* **Task statement**: Output each entry that follows exactly. Images stay out.

* **Raw data**:
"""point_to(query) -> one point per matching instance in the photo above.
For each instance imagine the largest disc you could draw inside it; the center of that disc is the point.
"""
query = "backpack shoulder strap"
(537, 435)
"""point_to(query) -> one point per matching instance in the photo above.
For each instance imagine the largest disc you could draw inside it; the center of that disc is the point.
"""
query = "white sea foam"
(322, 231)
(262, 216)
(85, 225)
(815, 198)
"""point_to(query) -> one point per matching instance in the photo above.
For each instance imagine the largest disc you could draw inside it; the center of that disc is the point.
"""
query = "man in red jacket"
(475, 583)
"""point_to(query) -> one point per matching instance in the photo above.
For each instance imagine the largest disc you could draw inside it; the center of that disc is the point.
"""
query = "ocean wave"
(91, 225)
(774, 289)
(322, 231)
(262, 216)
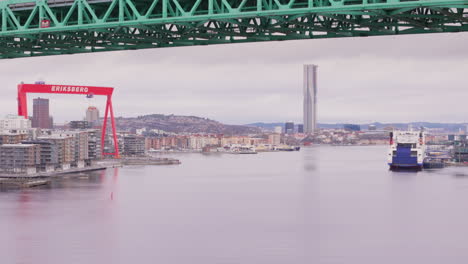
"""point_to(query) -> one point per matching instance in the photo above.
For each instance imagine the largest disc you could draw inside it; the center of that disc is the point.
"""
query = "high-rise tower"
(310, 98)
(41, 118)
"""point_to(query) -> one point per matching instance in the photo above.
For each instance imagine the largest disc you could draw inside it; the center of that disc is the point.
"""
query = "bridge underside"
(53, 27)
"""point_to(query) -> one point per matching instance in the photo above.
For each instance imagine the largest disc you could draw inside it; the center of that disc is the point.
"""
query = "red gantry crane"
(89, 91)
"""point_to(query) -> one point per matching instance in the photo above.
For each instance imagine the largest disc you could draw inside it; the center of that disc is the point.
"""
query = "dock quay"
(149, 161)
(50, 174)
(23, 182)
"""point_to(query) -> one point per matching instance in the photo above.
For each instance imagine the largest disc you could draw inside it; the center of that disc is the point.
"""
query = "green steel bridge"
(52, 27)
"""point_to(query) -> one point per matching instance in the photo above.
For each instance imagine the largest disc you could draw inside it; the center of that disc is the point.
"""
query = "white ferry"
(406, 150)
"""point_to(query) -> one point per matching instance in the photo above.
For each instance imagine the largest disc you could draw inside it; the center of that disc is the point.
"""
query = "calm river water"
(319, 205)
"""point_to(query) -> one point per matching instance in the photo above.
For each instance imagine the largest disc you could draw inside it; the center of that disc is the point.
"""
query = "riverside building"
(310, 99)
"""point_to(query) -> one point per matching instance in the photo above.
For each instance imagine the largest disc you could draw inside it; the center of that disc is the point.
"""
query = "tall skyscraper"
(41, 118)
(289, 128)
(310, 98)
(92, 115)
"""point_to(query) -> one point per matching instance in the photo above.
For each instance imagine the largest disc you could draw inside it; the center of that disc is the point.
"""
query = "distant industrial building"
(41, 117)
(310, 99)
(289, 128)
(352, 127)
(92, 115)
(278, 129)
(274, 139)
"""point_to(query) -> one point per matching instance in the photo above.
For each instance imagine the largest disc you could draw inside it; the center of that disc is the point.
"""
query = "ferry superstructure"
(406, 150)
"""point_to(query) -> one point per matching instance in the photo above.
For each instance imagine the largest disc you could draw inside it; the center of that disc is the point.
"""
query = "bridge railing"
(26, 16)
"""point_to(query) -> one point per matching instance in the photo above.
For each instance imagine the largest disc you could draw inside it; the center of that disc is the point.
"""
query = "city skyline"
(361, 79)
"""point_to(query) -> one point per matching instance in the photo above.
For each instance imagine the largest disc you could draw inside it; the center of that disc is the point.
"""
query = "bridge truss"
(53, 27)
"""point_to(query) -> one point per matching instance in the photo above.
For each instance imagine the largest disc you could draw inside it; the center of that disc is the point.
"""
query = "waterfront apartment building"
(81, 124)
(94, 144)
(310, 98)
(289, 128)
(41, 117)
(14, 122)
(134, 145)
(65, 149)
(48, 154)
(274, 139)
(12, 138)
(19, 158)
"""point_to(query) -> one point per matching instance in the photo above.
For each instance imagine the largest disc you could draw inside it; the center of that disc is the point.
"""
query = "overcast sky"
(386, 79)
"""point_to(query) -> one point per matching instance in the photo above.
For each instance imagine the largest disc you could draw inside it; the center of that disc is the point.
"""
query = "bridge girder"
(81, 26)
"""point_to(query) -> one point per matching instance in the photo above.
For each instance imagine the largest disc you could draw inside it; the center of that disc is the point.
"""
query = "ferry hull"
(400, 167)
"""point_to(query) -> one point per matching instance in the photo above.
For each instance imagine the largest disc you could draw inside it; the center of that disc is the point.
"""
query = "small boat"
(406, 150)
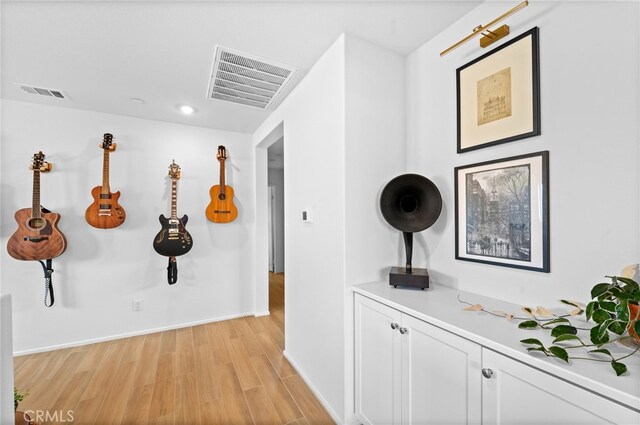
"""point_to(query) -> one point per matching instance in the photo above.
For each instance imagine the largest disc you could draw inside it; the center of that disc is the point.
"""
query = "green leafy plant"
(609, 311)
(18, 397)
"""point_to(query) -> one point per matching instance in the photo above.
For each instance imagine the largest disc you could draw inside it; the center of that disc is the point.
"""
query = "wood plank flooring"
(230, 372)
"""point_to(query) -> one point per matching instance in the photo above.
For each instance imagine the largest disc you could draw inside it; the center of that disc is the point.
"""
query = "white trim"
(313, 389)
(128, 335)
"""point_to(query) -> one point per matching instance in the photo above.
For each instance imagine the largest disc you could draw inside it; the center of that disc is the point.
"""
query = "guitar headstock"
(174, 171)
(107, 142)
(222, 153)
(38, 163)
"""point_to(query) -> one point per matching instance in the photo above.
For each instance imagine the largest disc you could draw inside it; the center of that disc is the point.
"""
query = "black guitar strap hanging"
(172, 271)
(48, 281)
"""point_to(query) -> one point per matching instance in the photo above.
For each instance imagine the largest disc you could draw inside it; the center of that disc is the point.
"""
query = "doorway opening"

* **Worked solution**:
"""point_to(query) -> one point per matching instance in the photo above.
For each instance imagine the largest disc you could draw inside it; the center of that disc is the point.
"""
query = "backpack shoulder strap"
(537, 435)
"""point_to(query) -> one point per matching instance in the photo above.
For each instance imagine the largest disc you could draw inside it; the center of that disc is the point.
"""
query = "white sea foam"
(322, 231)
(262, 216)
(85, 225)
(815, 198)
"""point_to(query) -> one point per matching instance in the photo above.
For each instance imagine the largest disc you could draw inside it; the center of that disc is the point.
"""
query = "man in red jacket"
(475, 583)
"""point_to(query) -> one point per matching instance in the photo above.
For each instance imagine the largest disc you could draw inside it; the center of that disc is the point.
"""
query = "ocean wave"
(91, 225)
(774, 289)
(322, 231)
(262, 216)
"""point_to(query) -> one point per matching instance in the photo above.
For each instance imagine the largest disc you could draw inside it; the center of that disc is the point.
"""
query = "high-rise tower"
(310, 98)
(41, 118)
"""point_to(query) -> one point per matching instance in the photo above.
For each instance imagine the largest disc you could draw inside it; the center of that disc is the point.
"""
query = "bridge underside"
(53, 27)
"""point_to(query) -> one point per matching instance in the photo above.
For each instance imagine the largest disc you could draw inside it; the center of that disc is the point.
"""
query = "red gantry crane"
(89, 91)
"""point_to(query) -> one point per matching instance in the photo above.
For each instance imagine the largest disc you could draw inside it; the center of that disc is the point.
"""
query = "dock quay"
(149, 161)
(50, 174)
(23, 182)
"""point_to(query) -> one point per matching instance in the photo above.
For each instance imagine the largest disc you could draw inside it; the center of that disc is the point.
"""
query = "green steel bridge"
(52, 27)
"""point_to(query) -> one point per matching instance in the photo above.
For each instance imagine the largest disc you could draw inside it; the center of that disc is the point.
"""
query = "white ferry"
(406, 150)
"""point_to(query) -> one point per matching instance in the photo above.
For each instance imagine the largest disc you could draw inside it; the center of that disc is the point.
"""
query = "calm river water"
(319, 205)
"""point_to(query) -> one point per matching instance in the photo above.
For each instance imagine the largest disc you could draw inside it; the center of that disc is the point.
"""
query = "riverside building"
(310, 99)
"""point_to(query) -> one point per matching instance in the photo above.
For each instance imagine the largest disc you could draw inside it; the center of that disc is the point.
"""
query = "tall skyscraper"
(41, 118)
(289, 128)
(310, 98)
(92, 115)
"""point_to(query) -> one point per matching instance in the photo above.
For each instance imagine the largest disc you could draw inside it; the center of that disc is the point.
"""
query = "distant industrial building"
(41, 117)
(310, 99)
(289, 128)
(352, 127)
(92, 115)
(278, 129)
(274, 139)
"""point_to(query) -> one point per matching instance in the photo above.
For each instance imagine the largest disc you could draw inside it; the center of that disc is the point.
"""
query = "ferry superstructure"
(406, 150)
"""point_to(query) -> one point per matching instance in the photo above.
For each instance imagine the largest disc you could draw inside it; the center of that disc is the point.
"""
query = "bridge railing"
(26, 16)
"""point_to(query) -> one point per matching instance in the photo above.
For each instance imagine the largest disc you could draw inside it; the center of that disc is the point.
"""
query = "city skyline"
(361, 79)
"""point_to(query) -> one point per matching instance in the photo above.
For each instance imagine the largest disc you could draw inside it; the center of that disc is the point.
"""
query = "bridge truss"
(53, 27)
"""point_to(query) -> one point per matching instance in the photo above.
For each instance imagine the largest disc you could draw inside it; the center of that disc is the point.
"""
query = "waterfront apartment building"
(81, 124)
(94, 144)
(310, 98)
(289, 128)
(41, 117)
(14, 122)
(134, 145)
(65, 149)
(48, 154)
(274, 139)
(12, 138)
(19, 158)
"""point_to(query) -> one point per matching instance in the photo above.
For each instance imagine the largest disc you could draw inside it; the center of that disc is the point.
"""
query = "overcast sky"
(386, 79)
"""point_to(query) -> one point per matching instance in the photo above.
For each instance imagine the largest disc you could draw inside it; the center of that disc is the point.
"""
query = "bridge girder"
(81, 26)
"""point_to(query) -> one point per matching instance in the photo above.
For each instance imagine the largest disc you could draw inside it; the center of that disc is the point.
"""
query = "ferry hull"
(400, 167)
"""point_to(query) -> one point per matching instance in the photo above.
For each instance imagine the largest disc you could draw inside it; the center of that disc is the point.
"""
query = "small boat"
(406, 150)
"""point_to(query) -> one point per matching instance in the photo above.
For each instance imagine the largest disc you could draw inside it; the center of that disc is the point.
"""
query = "green leafy plant"
(609, 311)
(18, 397)
"""point_to(query) -> one point per matching instance in the photo above.
For each instance imagine the largest disc you could draw inside it; the center of that disc is the point.
"""
query = "wood plank flooring"
(230, 372)
"""point_to(query) -> one point per matching instance in the photo above.
For each instance imagine the largest disc you could draw inside it; the center of that disc is the point.
"""
query = "white trim"
(313, 389)
(128, 335)
"""point_to(query) -> one point per matching instance in the photo above.
For each instance imagine the largest disc you could draw inside it; the center of that disc is the point.
"""
query = "guitar headstock"
(174, 171)
(107, 142)
(222, 153)
(38, 163)
"""point_to(query) -> one point per matching instance in the photo above.
For each instance imagine the largest disc you could draw inside it; the center of that disc is the point.
"""
query = "black guitar strap hanging"
(172, 271)
(48, 281)
"""point_to(query) -> one point per matching instance in the photo above.
For each instance imagine the largest disc you could draw inside it; the center of that disc is the point.
"""
query = "doorway opening"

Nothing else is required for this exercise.